Data Modeling with Cassandra - Udacity Data Engineer Nanodegree

Project: Data Modeling with Cassandra

Context

A startup called Sparkify wants to analyze the data they've been collecting on songs and user activity on their new music streaming app. The analysis team is particularly interested in understanding what songs users are listening to. Currently, there is no easy way to query the data to generate the results, since the data reside in a directory of CSV files on user activity on the app.

They'd like a data engineer to create an Apache Cassandra database which can create queries on song play data to answer the questions, and wish to bring you on the project. Your role is to create a database for this analysis. You'll be able to test your database by running queries given to you by the analytics team from Sparkify to create the results.

## Dataset entries
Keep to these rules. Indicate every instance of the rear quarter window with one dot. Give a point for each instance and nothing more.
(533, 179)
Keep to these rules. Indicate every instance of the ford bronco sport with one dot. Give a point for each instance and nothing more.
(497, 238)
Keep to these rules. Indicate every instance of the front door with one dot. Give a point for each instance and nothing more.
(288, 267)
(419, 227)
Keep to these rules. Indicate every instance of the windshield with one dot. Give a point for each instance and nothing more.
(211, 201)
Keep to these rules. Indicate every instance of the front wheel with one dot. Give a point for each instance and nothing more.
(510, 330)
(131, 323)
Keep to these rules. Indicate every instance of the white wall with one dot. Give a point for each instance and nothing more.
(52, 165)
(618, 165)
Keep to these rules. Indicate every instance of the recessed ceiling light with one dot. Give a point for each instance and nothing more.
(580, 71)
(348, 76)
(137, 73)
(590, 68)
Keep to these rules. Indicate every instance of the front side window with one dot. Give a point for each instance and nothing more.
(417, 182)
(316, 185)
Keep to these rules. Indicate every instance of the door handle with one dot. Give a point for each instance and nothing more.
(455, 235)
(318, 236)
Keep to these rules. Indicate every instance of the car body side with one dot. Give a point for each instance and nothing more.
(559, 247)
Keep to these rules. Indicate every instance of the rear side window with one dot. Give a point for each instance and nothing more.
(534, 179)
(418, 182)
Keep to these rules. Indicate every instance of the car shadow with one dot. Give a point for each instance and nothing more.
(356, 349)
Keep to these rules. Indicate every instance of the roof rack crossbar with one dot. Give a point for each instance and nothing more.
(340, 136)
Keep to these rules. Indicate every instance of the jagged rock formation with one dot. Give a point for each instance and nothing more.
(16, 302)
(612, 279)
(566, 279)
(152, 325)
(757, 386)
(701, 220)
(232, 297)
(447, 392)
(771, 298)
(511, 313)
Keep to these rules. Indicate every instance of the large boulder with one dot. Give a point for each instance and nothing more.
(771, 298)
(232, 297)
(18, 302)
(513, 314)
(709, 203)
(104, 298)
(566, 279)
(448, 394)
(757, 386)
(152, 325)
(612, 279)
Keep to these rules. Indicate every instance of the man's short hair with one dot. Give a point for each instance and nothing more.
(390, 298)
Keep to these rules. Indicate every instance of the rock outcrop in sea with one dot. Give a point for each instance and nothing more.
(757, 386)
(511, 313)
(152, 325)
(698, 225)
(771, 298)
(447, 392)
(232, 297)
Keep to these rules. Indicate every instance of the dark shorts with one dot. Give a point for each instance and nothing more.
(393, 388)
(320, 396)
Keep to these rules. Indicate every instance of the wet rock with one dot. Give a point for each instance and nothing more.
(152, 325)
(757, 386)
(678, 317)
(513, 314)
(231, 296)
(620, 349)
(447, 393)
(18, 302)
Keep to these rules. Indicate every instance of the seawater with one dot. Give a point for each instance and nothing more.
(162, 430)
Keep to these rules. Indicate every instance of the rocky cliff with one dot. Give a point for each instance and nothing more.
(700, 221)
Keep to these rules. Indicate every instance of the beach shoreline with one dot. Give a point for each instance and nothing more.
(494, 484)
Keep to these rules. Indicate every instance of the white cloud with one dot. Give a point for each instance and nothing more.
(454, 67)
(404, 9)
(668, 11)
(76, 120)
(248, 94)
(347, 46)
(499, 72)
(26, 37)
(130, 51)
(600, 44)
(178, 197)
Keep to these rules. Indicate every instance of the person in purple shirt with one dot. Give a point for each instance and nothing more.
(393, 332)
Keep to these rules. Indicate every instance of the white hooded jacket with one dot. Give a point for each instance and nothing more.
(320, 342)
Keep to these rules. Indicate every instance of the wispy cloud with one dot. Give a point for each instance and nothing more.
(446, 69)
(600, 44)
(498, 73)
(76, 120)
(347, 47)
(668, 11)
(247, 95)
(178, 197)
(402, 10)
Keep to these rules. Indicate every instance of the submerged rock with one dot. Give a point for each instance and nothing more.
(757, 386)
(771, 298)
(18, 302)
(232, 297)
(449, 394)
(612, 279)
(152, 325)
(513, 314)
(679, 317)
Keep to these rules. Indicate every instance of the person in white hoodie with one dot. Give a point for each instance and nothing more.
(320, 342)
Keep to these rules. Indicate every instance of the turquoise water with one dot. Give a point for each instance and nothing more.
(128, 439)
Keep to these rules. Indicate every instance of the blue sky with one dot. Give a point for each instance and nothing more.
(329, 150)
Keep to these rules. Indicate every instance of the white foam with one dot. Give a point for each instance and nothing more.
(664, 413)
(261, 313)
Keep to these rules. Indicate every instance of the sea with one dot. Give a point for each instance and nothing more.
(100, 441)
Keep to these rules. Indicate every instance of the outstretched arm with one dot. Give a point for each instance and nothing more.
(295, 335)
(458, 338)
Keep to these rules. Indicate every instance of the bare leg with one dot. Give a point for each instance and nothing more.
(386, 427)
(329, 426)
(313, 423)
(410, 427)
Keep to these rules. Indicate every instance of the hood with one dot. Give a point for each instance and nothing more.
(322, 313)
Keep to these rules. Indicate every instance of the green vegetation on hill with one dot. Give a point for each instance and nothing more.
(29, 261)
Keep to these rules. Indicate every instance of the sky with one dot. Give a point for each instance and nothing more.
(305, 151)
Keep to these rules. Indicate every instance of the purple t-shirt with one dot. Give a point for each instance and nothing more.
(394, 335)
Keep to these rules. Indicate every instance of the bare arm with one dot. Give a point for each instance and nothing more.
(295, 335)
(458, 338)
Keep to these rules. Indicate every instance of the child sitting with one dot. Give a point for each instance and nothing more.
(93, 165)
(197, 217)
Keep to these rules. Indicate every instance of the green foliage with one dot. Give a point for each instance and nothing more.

## Tasks and exercises
1. Reproduce the Cassandra project description word for word from "Project: Data Modeling" to "create the results.".
2. Resume the Cassandra project description after its last sentence, keeping its technical voice.
The records were taken from a separate source, unrelated to the Cassandra project description.

## Outputs in order
1.
Project: Data Modeling with Cassandra

Context

A startup called Sparkify wants to analyze the data they've been collecting on songs and user activity on their new music streaming app. The analysis team is particularly interested in understanding what songs users are listening to. Currently, there is no easy way to query the data to generate the results, since the data reside in a directory of CSV files on user activity on the app.

They'd like a data engineer to create an Apache Cassandra database which can create queries on song play data to answer the questions, and wish to bring you on the project. Your role is to create a database for this analysis. You'll be able to test your database by running queries given to you by the analytics team from Sparkify to create the results.

2.
Project Description

In this project, you'll apply what you've learned on data modeling with Apache Cassandra and complete an ETL pipeline using Python. To complete the project, you will need to model your data by creating tables in Apache Cassandra to run queries. You are provided with part of the ETL pipeline that transfers data from a set of CSV files within a directory to create a streamlined CSV file to model and insert data into Apache Cassandra tables.

We have provided you with a project template that takes care of all the imports and provides a structure for ETL pipeline you'd need to process this data.

Below there is a descriptions for implemented tables with Apache Cassandra:

table: session_songs

1. Designing database model in Apache Cassandra we need to think Queries first - in our scenario our query will look like:

SELECT artist, song, song_length FROM session_songs WHERE sessionId = 338 AND itemInSession = 4

2. Our PRIMARY KEY will consist of:

Partition key: `sessionId`

Clustering Key `itemInSession`

That will allow us filter by these attributes.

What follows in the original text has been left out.